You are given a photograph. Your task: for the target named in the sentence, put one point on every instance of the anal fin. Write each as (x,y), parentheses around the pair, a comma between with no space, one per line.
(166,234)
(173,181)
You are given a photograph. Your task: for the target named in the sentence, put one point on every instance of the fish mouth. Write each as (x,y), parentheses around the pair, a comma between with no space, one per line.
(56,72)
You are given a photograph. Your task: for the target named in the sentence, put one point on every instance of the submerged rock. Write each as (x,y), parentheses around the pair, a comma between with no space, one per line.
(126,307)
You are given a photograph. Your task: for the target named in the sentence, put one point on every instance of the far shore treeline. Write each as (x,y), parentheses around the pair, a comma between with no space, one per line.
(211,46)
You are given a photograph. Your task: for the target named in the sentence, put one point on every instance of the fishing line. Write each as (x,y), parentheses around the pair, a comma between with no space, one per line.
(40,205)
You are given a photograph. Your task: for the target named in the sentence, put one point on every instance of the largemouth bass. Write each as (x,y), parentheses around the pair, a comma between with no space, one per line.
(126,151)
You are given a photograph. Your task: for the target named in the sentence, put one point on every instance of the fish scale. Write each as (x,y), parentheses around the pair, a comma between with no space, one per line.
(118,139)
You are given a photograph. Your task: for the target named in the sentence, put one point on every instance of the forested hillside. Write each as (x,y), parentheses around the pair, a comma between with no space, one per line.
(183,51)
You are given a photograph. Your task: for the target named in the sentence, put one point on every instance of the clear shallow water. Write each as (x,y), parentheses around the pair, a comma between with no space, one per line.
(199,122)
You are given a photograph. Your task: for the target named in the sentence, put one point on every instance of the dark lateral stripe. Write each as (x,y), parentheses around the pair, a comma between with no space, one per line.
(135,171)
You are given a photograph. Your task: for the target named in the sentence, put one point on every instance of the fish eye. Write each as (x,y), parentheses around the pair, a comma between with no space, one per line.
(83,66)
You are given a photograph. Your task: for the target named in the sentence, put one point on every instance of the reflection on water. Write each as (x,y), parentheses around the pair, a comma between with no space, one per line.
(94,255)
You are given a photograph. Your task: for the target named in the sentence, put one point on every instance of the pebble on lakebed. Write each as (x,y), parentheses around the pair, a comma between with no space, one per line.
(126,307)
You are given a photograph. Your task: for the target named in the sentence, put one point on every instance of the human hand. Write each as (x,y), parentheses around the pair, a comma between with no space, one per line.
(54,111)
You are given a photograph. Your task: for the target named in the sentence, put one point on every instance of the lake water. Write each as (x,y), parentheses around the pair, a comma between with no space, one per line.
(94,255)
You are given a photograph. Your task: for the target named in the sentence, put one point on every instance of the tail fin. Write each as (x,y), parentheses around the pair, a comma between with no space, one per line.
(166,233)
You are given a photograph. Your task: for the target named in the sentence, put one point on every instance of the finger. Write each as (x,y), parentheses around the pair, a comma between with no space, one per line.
________
= SET TASK =
Rewrite all of the lines above as a numbered list, leaving out any blank lines.

= WRITTEN ANSWER =
1. You are given a photograph. Your task: for the target named in the sentence, put one point on every instance of the anal fin. Write each as (x,y), parentheses around the pair, a comma between with no space, one per line.
2. (166,234)
3. (173,181)
4. You are given a photograph. Your task: for the target named in the sentence, put one point on every instance of the fish mouth. Write each as (x,y), parentheses around the pair, a comma between with no space, one per line.
5. (56,72)
6. You are given a photograph. Your task: for the target named in the sentence, put one point on every instance of the submerged rock. Write each as (x,y), parentheses around the pair, a comma between with no space, one per line.
7. (126,307)
8. You are given a photograph. Your task: for the target named in the sentence, put one point on every instance of the far shore treeline. Write each as (x,y), parentheses around the pair, a comma between with no space, one per line.
9. (211,46)
10. You are given a photograph. Your task: for the target named in the sentence, put one point on every instance of the fishing line. Write each as (x,y), parentheses around the pair, a comma between with no space, one per line.
11. (40,205)
12. You are given a photograph. Your task: for the target named in the sentence, put one point on every instance of the largemouth bass. Write each as (x,y), parentheses around the pair, a comma between with no space, one per line.
13. (126,151)
14. You are given a photograph. Your task: for the target named in the sentence, put one point on every instance of the fish scale. Write each as (x,y), parentheses around the pair, a comma between with no space, one per line.
15. (118,139)
16. You are given a photograph. Your task: for the target named in the sentence, put one point on every instance of the forested hillside. Write each as (x,y), parentheses around the pair, a comma between with no space, one per line.
17. (183,51)
18. You are given a photograph. Your task: for the target named in the sentence, put one point on every instance of the clear shallow water. Write each as (x,y), parentheses around the pair, a comma between with no space, one per line.
19. (199,122)
20. You are given a photograph. Your task: for the target named in the sentence, put one point on every instance of the dark lateral stripe. Write each as (x,y), parentheses around the pair, a comma between with no space, one per line.
21. (135,171)
22. You are given a photograph. Your task: for the target named in the sentence, put one point on every instance of the fish eye. Write each as (x,y), parentheses around the pair, a comma between with no space, one per line.
23. (83,66)
24. You are given a photograph. Your task: for the target named in the sentence, put one point on every instance of the reflection on water. Write each as (x,y), parentheses around the pair, a comma between with no space, one per line.
25. (94,255)
26. You are given a photograph. Your task: for the target named in the sentence, put one point on every instance of the pebble on lakebed. Write each as (x,y), parentheses around the pair, a comma between with no space, one per line.
27. (126,307)
28. You are given a photograph. Your task: for the target named in the sentence, put one point on every instance of the human hand. Write each as (x,y), parentheses around the pair, a comma between with no space, one per line.
29. (54,111)
30. You are given a photograph. Your task: for the target named in the sentence, put one point on every instance of the lake water. Write each as (x,y), parentheses around the pair, a comma between with no space, one per line.
31. (94,255)
32. You are given a photograph. Your task: for the target named in the sentence, put one point on every instance of the tail fin. Write each as (x,y), parentheses around the pair, a comma between with no space, one per line.
33. (166,233)
34. You are given a photograph. Your task: for the target named in the sentence, put one point on every instance of the finger. Write each as (x,y), parentheses around the pair, a comma between with no space, one per line.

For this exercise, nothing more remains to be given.